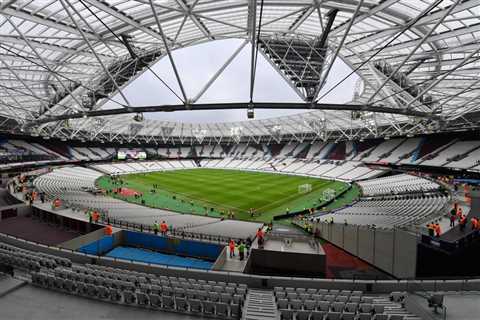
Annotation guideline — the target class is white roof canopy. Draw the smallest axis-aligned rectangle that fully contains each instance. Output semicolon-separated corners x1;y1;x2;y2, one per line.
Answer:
0;0;480;143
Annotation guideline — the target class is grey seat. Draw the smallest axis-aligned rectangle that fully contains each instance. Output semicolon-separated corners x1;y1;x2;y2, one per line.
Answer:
108;288;122;301
390;291;405;302
279;309;293;320
299;292;310;301
361;296;373;304
359;303;373;313
290;299;303;310
77;282;87;295
215;302;228;318
188;299;203;312
345;302;358;312
162;296;175;310
220;293;232;304
53;277;63;289
209;291;220;302
325;311;341;320
331;302;345;312
297;310;311;320
148;293;162;308
312;293;323;301
342;312;355;320
318;301;330;311
97;286;110;299
277;299;288;309
175;298;188;312
358;313;372;320
230;303;242;319
373;304;385;313
232;294;244;306
203;301;215;314
63;279;77;293
87;283;98;298
137;292;150;306
303;300;317;310
287;292;298;301
173;287;186;298
123;291;136;304
310;311;326;320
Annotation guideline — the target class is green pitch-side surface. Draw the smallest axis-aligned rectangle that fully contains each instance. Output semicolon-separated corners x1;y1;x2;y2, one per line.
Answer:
97;168;348;222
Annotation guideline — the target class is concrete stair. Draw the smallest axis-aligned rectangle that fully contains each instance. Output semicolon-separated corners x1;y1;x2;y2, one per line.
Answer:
242;289;280;320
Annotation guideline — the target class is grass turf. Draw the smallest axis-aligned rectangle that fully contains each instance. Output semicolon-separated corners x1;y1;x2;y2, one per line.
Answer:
98;168;348;222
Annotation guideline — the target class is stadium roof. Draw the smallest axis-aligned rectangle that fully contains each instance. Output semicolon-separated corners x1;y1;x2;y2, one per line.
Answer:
0;0;480;143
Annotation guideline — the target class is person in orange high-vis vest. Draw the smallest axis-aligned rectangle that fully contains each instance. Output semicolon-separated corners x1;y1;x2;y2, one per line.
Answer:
160;221;168;236
435;223;442;237
53;198;61;208
105;224;113;236
470;217;478;230
228;239;235;258
92;211;100;223
459;214;467;231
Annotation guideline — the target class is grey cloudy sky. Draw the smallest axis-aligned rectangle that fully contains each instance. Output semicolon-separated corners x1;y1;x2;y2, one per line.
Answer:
104;39;358;123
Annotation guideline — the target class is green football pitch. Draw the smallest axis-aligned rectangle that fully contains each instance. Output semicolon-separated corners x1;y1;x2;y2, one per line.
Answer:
97;168;348;222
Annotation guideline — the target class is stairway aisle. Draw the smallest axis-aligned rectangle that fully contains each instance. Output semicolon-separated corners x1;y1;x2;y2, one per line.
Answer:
242;289;280;320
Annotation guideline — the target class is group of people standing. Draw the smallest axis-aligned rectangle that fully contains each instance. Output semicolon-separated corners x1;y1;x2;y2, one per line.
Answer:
153;220;171;236
228;228;265;261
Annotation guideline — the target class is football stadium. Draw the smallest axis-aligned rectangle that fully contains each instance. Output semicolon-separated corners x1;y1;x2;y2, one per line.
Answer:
0;0;480;320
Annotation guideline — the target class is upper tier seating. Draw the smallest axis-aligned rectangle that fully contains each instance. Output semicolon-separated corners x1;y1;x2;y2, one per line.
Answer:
380;138;421;163
312;193;448;228
361;139;404;162
358;174;439;196
417;141;480;166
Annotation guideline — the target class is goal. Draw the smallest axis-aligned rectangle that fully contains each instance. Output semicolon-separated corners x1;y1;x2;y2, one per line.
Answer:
322;188;335;201
298;183;312;194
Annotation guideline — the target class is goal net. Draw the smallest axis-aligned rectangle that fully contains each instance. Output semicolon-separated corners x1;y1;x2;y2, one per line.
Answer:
322;189;335;201
298;183;312;194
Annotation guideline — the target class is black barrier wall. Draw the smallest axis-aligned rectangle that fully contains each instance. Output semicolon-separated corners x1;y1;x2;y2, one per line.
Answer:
314;222;417;279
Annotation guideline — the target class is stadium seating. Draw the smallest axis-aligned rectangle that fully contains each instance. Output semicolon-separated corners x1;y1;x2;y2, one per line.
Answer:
358;174;439;196
311;192;448;228
274;287;420;320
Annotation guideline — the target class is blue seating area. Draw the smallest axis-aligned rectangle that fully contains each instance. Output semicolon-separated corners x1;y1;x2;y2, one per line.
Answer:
123;231;223;261
78;236;113;255
106;247;213;270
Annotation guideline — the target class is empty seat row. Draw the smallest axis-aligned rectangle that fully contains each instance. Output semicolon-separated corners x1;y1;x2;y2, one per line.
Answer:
275;292;364;303
32;272;241;319
280;309;405;320
277;299;384;313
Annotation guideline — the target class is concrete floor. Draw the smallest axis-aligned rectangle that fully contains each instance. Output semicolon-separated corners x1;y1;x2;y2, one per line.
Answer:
0;284;199;320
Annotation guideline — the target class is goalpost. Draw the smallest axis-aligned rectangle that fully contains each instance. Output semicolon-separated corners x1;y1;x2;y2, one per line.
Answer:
298;183;312;194
322;188;335;201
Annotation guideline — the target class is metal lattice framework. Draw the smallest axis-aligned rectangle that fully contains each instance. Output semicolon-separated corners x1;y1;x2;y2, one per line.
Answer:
0;0;480;143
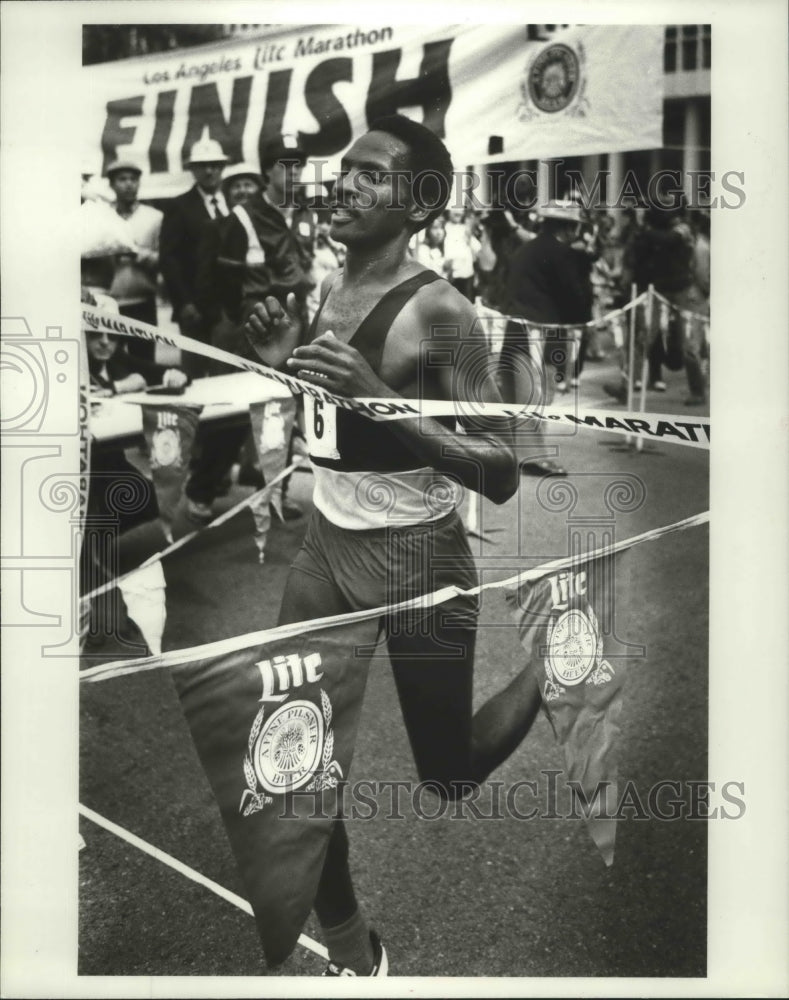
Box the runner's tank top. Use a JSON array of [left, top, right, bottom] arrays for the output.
[[304, 271, 458, 530]]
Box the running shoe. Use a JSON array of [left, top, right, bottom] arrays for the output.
[[322, 931, 389, 976]]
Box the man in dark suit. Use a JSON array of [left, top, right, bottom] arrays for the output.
[[500, 201, 591, 476], [159, 139, 228, 378]]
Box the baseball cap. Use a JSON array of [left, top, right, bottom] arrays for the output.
[[104, 157, 142, 177], [537, 199, 581, 222]]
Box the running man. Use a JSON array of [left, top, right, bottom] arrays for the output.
[[245, 115, 540, 976]]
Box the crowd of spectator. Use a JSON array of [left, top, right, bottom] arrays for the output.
[[82, 146, 709, 556]]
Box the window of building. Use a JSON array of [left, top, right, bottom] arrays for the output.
[[663, 24, 712, 73]]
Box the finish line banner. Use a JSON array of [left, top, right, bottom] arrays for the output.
[[82, 305, 710, 449], [80, 24, 664, 198]]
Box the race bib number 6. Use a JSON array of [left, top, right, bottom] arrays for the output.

§ §

Short exercise: Gather each line of the material above that contains the string "running". Case matters.

Completed task:
Box the running shoe. Use a JSON array of [left, top, right, bottom] arrays for the output.
Box the running man. Use a JSON array of [left, top, right, bottom] arrays for the output.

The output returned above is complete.